====== Data records ======
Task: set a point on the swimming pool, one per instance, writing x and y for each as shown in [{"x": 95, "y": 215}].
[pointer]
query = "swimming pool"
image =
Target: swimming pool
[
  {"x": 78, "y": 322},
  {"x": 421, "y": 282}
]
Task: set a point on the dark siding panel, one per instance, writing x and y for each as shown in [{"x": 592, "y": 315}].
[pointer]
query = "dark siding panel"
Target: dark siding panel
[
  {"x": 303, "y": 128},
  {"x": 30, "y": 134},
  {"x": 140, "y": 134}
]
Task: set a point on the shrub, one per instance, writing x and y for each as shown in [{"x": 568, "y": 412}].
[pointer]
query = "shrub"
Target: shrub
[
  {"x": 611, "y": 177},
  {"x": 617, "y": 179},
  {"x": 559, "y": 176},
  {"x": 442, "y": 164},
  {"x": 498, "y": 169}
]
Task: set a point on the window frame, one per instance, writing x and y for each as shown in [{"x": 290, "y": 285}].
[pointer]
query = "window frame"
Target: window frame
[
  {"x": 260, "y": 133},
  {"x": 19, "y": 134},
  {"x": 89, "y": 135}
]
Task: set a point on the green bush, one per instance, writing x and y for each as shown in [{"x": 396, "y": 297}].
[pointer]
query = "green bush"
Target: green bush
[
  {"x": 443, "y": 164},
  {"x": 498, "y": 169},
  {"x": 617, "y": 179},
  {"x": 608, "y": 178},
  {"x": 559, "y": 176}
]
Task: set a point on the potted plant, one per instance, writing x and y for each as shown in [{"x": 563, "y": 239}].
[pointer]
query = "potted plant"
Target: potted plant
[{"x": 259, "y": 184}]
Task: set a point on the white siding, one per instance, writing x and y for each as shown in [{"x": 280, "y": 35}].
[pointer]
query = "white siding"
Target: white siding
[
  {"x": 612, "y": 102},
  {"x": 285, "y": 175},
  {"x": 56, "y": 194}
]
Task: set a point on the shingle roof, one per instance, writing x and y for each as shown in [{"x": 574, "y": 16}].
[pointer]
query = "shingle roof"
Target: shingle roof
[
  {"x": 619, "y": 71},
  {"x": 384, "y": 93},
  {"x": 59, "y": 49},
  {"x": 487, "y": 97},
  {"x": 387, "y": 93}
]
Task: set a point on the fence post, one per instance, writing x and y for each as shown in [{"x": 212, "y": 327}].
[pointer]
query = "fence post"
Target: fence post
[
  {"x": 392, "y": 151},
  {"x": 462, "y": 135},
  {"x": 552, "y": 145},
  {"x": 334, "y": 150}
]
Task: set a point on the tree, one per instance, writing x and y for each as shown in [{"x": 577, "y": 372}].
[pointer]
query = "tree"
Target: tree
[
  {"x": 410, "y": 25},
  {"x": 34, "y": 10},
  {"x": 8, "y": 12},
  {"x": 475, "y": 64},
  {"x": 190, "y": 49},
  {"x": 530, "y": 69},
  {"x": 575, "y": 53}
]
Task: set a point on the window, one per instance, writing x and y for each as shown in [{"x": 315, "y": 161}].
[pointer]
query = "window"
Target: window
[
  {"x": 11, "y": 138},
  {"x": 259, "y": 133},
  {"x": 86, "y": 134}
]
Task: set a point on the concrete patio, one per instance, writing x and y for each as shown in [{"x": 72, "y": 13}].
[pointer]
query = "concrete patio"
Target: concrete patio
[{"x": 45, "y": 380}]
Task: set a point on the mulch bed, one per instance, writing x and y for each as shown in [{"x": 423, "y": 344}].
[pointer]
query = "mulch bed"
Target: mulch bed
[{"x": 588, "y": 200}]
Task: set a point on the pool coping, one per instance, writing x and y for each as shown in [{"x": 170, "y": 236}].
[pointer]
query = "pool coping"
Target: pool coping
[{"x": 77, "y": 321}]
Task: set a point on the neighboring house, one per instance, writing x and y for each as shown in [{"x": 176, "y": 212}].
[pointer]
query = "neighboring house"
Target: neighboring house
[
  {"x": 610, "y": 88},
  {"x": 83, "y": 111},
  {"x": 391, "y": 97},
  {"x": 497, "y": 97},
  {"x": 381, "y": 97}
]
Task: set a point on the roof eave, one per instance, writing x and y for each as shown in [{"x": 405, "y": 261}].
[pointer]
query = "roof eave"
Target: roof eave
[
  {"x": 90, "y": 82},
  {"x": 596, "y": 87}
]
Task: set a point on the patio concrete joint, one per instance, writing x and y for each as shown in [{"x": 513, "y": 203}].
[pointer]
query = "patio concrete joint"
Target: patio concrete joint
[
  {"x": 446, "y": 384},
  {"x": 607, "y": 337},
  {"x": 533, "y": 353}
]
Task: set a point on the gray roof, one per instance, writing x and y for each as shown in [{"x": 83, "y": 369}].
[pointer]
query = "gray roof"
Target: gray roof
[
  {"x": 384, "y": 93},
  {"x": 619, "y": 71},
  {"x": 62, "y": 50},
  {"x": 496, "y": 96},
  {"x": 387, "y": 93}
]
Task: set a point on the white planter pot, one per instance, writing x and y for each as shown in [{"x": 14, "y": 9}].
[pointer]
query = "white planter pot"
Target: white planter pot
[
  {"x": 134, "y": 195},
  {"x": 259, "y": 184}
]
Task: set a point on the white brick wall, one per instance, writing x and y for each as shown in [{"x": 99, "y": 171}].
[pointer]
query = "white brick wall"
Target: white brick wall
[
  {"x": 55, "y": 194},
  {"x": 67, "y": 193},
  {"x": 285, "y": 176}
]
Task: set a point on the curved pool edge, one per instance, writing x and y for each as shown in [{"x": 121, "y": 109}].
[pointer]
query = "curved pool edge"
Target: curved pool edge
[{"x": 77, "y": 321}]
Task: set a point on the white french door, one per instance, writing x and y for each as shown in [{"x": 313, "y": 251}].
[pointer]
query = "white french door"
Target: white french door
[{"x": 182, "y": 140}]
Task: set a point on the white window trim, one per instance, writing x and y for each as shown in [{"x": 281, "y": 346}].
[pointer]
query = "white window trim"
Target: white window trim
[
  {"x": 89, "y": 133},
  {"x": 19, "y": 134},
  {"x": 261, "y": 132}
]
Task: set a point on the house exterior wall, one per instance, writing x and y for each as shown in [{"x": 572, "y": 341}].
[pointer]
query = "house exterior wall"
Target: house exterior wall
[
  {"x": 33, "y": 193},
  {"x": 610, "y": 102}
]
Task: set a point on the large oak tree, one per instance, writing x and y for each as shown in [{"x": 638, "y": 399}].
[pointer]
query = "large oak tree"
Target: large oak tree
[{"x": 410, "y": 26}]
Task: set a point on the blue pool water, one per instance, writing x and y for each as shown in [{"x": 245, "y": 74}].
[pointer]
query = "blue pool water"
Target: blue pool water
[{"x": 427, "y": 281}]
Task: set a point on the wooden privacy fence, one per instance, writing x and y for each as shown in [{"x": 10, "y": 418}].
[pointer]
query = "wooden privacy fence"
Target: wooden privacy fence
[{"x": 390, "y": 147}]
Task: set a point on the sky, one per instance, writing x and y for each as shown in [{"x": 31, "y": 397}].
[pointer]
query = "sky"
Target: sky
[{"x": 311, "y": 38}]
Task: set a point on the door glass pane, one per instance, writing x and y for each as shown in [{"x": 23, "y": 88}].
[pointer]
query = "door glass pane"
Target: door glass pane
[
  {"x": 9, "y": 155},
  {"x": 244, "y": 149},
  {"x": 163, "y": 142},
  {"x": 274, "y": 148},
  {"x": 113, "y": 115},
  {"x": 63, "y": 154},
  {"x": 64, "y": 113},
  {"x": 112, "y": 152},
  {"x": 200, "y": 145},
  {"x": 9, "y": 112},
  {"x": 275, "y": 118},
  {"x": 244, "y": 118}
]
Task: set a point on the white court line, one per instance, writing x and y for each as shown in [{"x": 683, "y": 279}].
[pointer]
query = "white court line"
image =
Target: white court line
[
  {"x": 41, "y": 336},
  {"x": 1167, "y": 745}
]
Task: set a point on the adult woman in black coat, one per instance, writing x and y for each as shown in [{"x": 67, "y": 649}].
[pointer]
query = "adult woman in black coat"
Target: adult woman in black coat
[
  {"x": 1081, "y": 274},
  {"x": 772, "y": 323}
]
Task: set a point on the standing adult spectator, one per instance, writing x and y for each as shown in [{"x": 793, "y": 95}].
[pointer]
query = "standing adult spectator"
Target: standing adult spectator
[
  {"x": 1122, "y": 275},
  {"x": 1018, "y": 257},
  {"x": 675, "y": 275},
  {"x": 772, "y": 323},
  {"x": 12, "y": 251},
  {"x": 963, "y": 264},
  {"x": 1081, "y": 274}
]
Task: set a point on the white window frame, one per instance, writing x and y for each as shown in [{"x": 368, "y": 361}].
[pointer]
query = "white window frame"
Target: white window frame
======
▶ **Description of the task**
Could you write out, exactly as given, the lines from the one holding "Target: sky" through the end of the listing, and nothing else?

▶ **Written solution**
Target: sky
[{"x": 311, "y": 38}]
Task: set a point on the door glass pane, one per instance, writing x and y for each as shown in [{"x": 23, "y": 88}].
[pointer]
query = "door glass pane"
Target: door glass pane
[
  {"x": 9, "y": 155},
  {"x": 244, "y": 149},
  {"x": 163, "y": 142},
  {"x": 274, "y": 148},
  {"x": 113, "y": 115},
  {"x": 63, "y": 154},
  {"x": 64, "y": 113},
  {"x": 112, "y": 152},
  {"x": 200, "y": 145},
  {"x": 9, "y": 112},
  {"x": 275, "y": 118},
  {"x": 244, "y": 118}
]
Task: set a point on the white court line, one per instance, writing x and y for each as shown in [{"x": 683, "y": 279}].
[pointer]
query = "white court line"
image =
Target: white court line
[
  {"x": 41, "y": 336},
  {"x": 1167, "y": 745}
]
Task: set a point on the adult woman in black coat, one per instance, writing x and y for each as shown in [{"x": 67, "y": 649}].
[pointer]
query = "adult woman in black coat"
Target: adult woman in black coat
[
  {"x": 1081, "y": 274},
  {"x": 772, "y": 323}
]
Task: set a point on the standing adult spectator, one per instance, writing x and y for each as shown in [{"x": 793, "y": 95}].
[pointer]
query = "standing adult spectator"
Target: standing adult spectator
[
  {"x": 1122, "y": 275},
  {"x": 1018, "y": 257},
  {"x": 675, "y": 275},
  {"x": 772, "y": 323},
  {"x": 12, "y": 251},
  {"x": 963, "y": 264},
  {"x": 1081, "y": 274}
]
Task: set a point on the white window frame, one per instance, writing x and y for each as shown in [{"x": 368, "y": 361}].
[pointer]
query = "white window frame"
Target: white window frame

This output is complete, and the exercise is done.